**DATA EXTRACT**
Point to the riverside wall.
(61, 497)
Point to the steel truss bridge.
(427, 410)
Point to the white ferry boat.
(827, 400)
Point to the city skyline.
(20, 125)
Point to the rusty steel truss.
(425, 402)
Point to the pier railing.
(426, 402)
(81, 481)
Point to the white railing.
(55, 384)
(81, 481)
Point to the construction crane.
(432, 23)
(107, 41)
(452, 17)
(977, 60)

---

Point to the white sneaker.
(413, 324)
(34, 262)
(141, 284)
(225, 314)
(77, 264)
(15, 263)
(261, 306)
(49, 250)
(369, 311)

**YOUR OBJECTIVE**
Count the lines above that contain the string "steel", treating uppercase and lowercase as different, and reply with the number alone.

**WRITTEN RESPONSE**
2